Goal of the exercise =>
Will you copy every one of the records below word for word, leaving the pictures out?

* START Provided entries *

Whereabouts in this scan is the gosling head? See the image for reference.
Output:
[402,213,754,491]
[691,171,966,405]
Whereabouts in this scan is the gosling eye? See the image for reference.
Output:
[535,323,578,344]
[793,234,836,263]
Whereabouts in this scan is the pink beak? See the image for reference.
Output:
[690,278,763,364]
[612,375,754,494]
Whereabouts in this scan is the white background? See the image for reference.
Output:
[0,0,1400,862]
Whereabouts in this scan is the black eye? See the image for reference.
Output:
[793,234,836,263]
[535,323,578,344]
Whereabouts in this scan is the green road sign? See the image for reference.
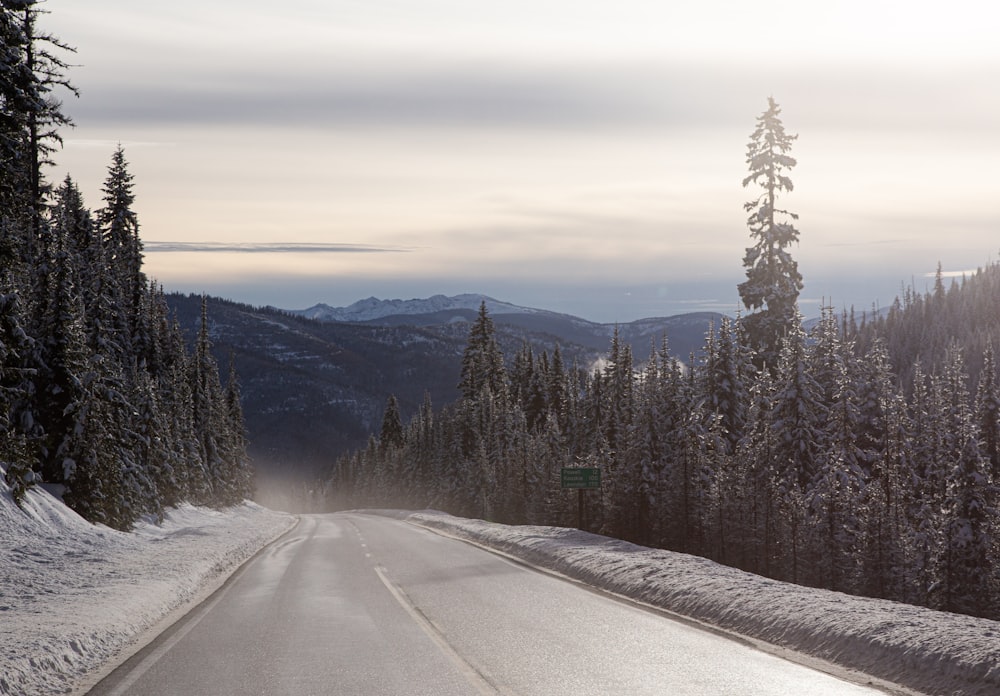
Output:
[562,466,601,488]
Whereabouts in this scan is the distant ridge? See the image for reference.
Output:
[289,293,547,322]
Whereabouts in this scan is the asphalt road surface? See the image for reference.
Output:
[90,513,883,696]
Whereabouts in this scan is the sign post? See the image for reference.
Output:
[561,466,601,529]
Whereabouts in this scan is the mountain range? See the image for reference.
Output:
[167,294,721,509]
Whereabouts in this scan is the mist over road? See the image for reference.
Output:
[90,513,881,696]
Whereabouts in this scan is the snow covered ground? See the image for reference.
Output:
[0,476,295,696]
[399,512,1000,696]
[0,468,1000,696]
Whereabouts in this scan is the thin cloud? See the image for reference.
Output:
[143,241,412,254]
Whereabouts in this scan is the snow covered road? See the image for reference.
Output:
[0,477,1000,696]
[84,513,878,696]
[0,473,295,696]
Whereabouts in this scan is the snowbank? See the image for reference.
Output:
[0,476,294,696]
[405,512,1000,696]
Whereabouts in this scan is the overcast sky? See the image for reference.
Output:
[42,0,1000,322]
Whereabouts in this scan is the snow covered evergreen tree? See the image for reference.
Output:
[739,97,802,369]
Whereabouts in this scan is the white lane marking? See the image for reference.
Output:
[373,565,503,694]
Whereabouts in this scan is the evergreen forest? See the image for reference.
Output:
[0,0,252,529]
[327,99,1000,619]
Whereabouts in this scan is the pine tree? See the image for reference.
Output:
[458,301,507,401]
[379,394,403,450]
[739,97,802,369]
[97,145,149,357]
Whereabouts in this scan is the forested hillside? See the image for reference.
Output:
[329,99,1000,618]
[0,0,252,529]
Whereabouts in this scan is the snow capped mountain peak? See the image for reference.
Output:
[294,293,539,322]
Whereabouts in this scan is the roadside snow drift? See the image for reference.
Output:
[0,476,294,696]
[404,512,1000,696]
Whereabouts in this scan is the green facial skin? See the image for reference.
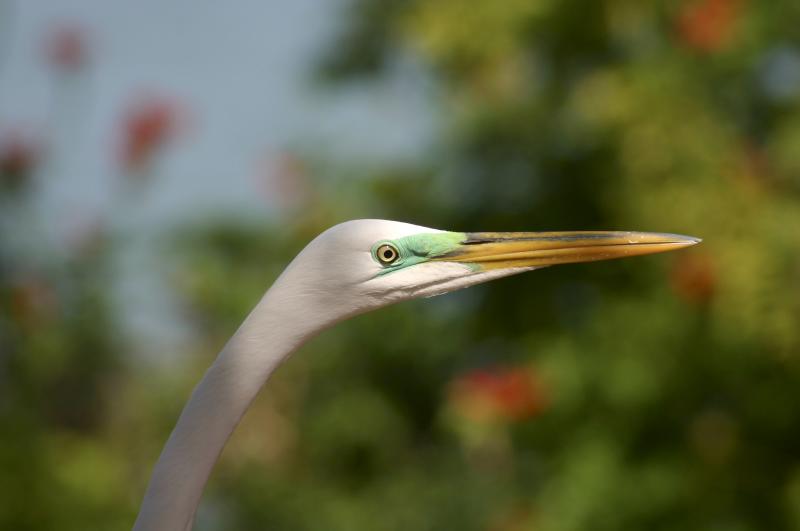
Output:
[372,232,467,276]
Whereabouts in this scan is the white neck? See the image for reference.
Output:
[134,273,344,531]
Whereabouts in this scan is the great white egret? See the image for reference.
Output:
[134,220,700,531]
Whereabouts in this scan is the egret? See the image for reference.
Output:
[134,220,700,531]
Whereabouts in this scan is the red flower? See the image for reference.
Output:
[0,134,39,191]
[450,368,548,421]
[670,252,717,305]
[120,98,178,172]
[46,25,88,71]
[677,0,744,53]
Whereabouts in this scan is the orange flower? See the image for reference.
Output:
[677,0,744,53]
[121,98,178,172]
[450,368,548,421]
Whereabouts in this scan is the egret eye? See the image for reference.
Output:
[375,243,400,265]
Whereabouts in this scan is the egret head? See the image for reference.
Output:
[276,219,700,320]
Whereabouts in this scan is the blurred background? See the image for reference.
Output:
[0,0,800,531]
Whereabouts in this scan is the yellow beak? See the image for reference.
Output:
[438,231,701,270]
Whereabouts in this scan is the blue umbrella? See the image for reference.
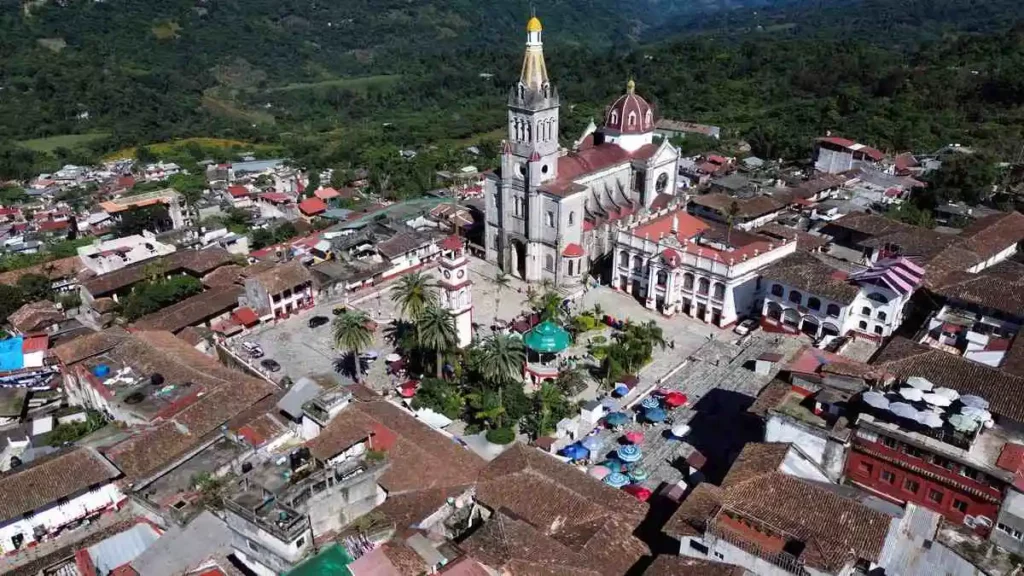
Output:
[561,444,590,460]
[643,408,666,422]
[603,472,630,488]
[604,412,630,426]
[640,396,662,409]
[615,444,643,463]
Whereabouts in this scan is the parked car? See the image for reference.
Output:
[242,341,263,358]
[732,318,758,336]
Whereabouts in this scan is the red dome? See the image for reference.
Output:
[604,80,654,134]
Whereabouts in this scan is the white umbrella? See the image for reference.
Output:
[906,376,935,392]
[961,394,988,410]
[863,390,889,410]
[889,402,919,420]
[899,388,925,402]
[918,412,942,428]
[922,392,953,406]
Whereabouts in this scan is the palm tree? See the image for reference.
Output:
[391,272,437,321]
[332,311,374,382]
[480,334,526,385]
[417,306,459,378]
[495,271,512,319]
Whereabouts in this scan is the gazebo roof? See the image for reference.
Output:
[522,320,571,354]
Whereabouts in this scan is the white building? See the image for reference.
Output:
[611,210,797,327]
[78,232,177,276]
[762,252,925,340]
[0,448,125,554]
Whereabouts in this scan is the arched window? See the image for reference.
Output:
[654,172,669,194]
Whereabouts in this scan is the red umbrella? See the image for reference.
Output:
[623,484,651,502]
[664,392,689,408]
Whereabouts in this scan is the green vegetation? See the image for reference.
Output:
[121,275,203,322]
[46,410,106,446]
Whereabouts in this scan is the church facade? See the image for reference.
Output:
[484,17,679,285]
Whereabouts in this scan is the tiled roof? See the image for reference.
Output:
[247,260,313,295]
[722,442,793,489]
[871,336,1024,421]
[132,286,245,332]
[762,251,860,303]
[82,248,234,297]
[0,448,121,523]
[643,554,746,576]
[722,472,892,572]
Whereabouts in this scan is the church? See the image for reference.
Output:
[484,16,679,285]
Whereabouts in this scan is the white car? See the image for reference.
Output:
[732,318,758,336]
[242,341,263,358]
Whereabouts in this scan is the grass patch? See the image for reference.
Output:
[151,20,181,40]
[17,132,111,153]
[267,74,401,92]
[36,38,68,52]
[103,137,276,160]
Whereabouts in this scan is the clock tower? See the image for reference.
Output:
[438,236,473,348]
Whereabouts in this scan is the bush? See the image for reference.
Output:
[487,428,515,446]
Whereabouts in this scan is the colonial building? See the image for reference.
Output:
[611,210,797,327]
[485,17,679,284]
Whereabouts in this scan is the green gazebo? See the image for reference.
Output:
[522,320,572,354]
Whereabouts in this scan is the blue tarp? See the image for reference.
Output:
[0,336,25,372]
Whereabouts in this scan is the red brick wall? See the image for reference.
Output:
[846,439,1002,536]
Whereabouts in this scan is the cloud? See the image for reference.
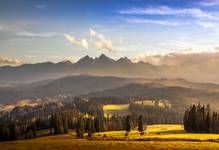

* END Provided entries *

Full answer =>
Whereabouts in this scan is the gosling head? See the image for reference.
Output:
[402,213,754,491]
[691,171,966,405]
Whereabouts in this scan is the gosling eye? See the image for reference.
Output:
[535,323,578,344]
[793,234,836,263]
Whereabouts in this scan is the pink beak? See the image for reference.
Output:
[690,278,763,364]
[612,375,754,494]
Whereabouts in this scan is the white background? See the image for reference.
Output:
[0,0,1400,862]
Whereabouts in this scan is the black eye? See the image for reference.
Output:
[793,234,836,263]
[535,323,578,344]
Whereabouts in this scan is the green road sign? See the image for reference.
Output:
[562,466,601,488]
Whereabouts in this scan is the distant ridge? See the image for reference.
Output:
[289,293,547,322]
Whereabouts in this scan is the asphalt road surface? See the image for reference.
Output:
[90,513,883,696]
Whereabouts in this scan is the sign post? See the image for reference.
Output:
[561,466,601,529]
Whereabouts in this scan is the mountain range? See the image for reference.
Output:
[167,294,721,509]
Whereabouts in this scan is the mist over road? See the image for reference.
Output:
[90,513,881,696]
Whereabouts in this scan is the snow covered ground? See the image for reference.
Output:
[0,476,295,696]
[399,512,1000,696]
[0,468,1000,696]
Whereabouts in this scan is the thin cloud? See the image for reference.
Output:
[143,241,412,254]
Whereabouts in this scan is the snow covered road? See the image for reference.
Output:
[0,477,1000,696]
[84,513,878,696]
[0,473,295,696]
Whereabouts in this scan is the snowbank? See the image for reference.
Output:
[0,476,294,696]
[405,512,1000,696]
Whereabouts in this scan is the overcast sky? See the image for reference.
Output:
[42,0,1000,322]
Whereabouts in this scan is the snow covered evergreen tree? See the image for reference.
Output:
[739,97,802,369]
Whereabouts in this scan is the white lane marking? See the image for reference.
Output:
[373,565,503,694]
Whereabouts in this scan is the evergreen forest? See the image for reference.
Output:
[0,0,252,529]
[327,99,1000,619]
Whereabouts in this scan is the pine tree? See the image for reference.
Output:
[458,301,507,401]
[379,394,403,450]
[739,97,802,369]
[97,145,149,357]
Whereabouts in this scan is the forested hillside? See the image for reference.
Output:
[329,99,1000,618]
[0,0,252,529]
Whereabouts in this scan is the snow capped mountain peak? See the image for reference.
Output:
[294,293,539,322]
Whereabouts in this scan is the roadside snow drift? See the image for reference.
Output:
[0,476,294,696]
[404,512,1000,696]
Whereabouts in this scan is the green facial skin? See the image for reference.
Output:
[372,232,467,276]
Whereabouts in this scan is the white neck? See the image for reference.
Output:
[134,273,344,531]
Whereabouts in this scan is the great white egret? See the image for reference.
Output:
[134,220,700,531]
Whereabouts in this scan is the egret? See the image for reference.
Output:
[134,220,700,531]
Whereabouts in this scan is the red flower? See the image for reference.
Output:
[0,134,39,191]
[450,368,548,421]
[670,252,717,305]
[120,98,178,172]
[46,25,88,71]
[677,0,744,53]
Whereabouts in this scan is the orange flower? See the image for reference.
Output:
[677,0,744,53]
[121,98,178,172]
[450,368,548,421]
Whereabouts in this scan is the egret eye? See the image for reference.
Output:
[375,243,400,265]
Whereabouts in this scan is the egret head? See the image for reference.
Output:
[276,219,700,320]
Whereabouts in this scan is the blurred background? See the image for reference.
Output:
[0,0,800,531]
Whereabouts in this scan is the yellow beak? See the image for reference.
Output:
[438,231,701,270]
Whereabouts in this scan is the blue umbrella? See the image for reference.
Output:
[561,444,590,460]
[643,408,666,422]
[603,472,630,488]
[604,412,630,426]
[640,396,662,409]
[615,444,643,463]
Whereabouts in this scan is the parked car? See the image for reference.
Output:
[242,341,263,358]
[732,318,758,336]
Whereabouts in this scan is the red dome? See the image for reference.
Output:
[604,80,654,134]
Whereabouts in this scan is the white umbrella? See the image for reference.
Output:
[906,376,935,392]
[961,394,988,410]
[863,390,889,410]
[889,402,919,420]
[899,388,925,402]
[918,412,942,428]
[922,392,953,406]
Whereabouts in this scan is the palm tree? See the image for reference.
Output:
[391,272,437,321]
[332,311,374,382]
[480,334,526,385]
[417,306,459,378]
[495,271,512,319]
Whereabouts in this scan is the gazebo roof? See the image for reference.
Output:
[522,320,571,354]
Whereabouts in this scan is the white building? See the image for reference.
Output:
[611,210,797,327]
[78,232,177,276]
[762,252,925,340]
[0,448,125,554]
Whereabouts in this scan is the arched window? See the image for reference.
Output:
[654,172,669,194]
Whereabouts in this scan is the red umbrella? See the image for reference.
Output:
[623,484,651,502]
[664,392,689,408]
Whereabouts in this scan is the green vegetation? See the image for reference.
Output:
[121,275,203,322]
[46,410,106,446]
Whereabouts in this scan is the church facade? See the image for reference.
Output:
[484,17,679,285]
Whereabouts in this scan is the tiled roof? See the image for reference.
Output:
[247,260,313,295]
[722,442,793,489]
[871,336,1024,421]
[132,286,245,332]
[762,251,860,303]
[82,248,234,297]
[0,448,121,523]
[643,554,746,576]
[722,472,892,572]
Whereabouts in this scan is the church? See the image for reference.
Output:
[484,16,679,285]
Whereabouts in this scan is the white car? See the image for reference.
Output:
[732,318,758,336]
[242,341,263,358]
Whereabouts in this scan is the grass patch? See the image for reference.
Output:
[151,20,181,40]
[17,132,111,153]
[267,74,401,92]
[36,38,68,52]
[103,137,276,160]
Whereabouts in this scan is the clock tower? See the image for reference.
Output:
[438,236,473,348]
Whereabouts in this scan is the bush? See the image for reference.
Output:
[487,428,515,446]
Whereabouts in this scan is the colonial building? See the image for reference.
Output:
[611,210,797,327]
[485,17,679,284]
Whereabouts in this scan is the green gazebo? See the image for reference.
Output:
[522,320,572,354]
Whereabouts in this scan is the blue tarp? See the image for reference.
Output:
[0,336,25,372]
Whereabouts in this scan is the red brick wall? See the image for reference.
Output:
[846,439,1002,536]
Whereabouts in this scan is the cloud? See the image for reference.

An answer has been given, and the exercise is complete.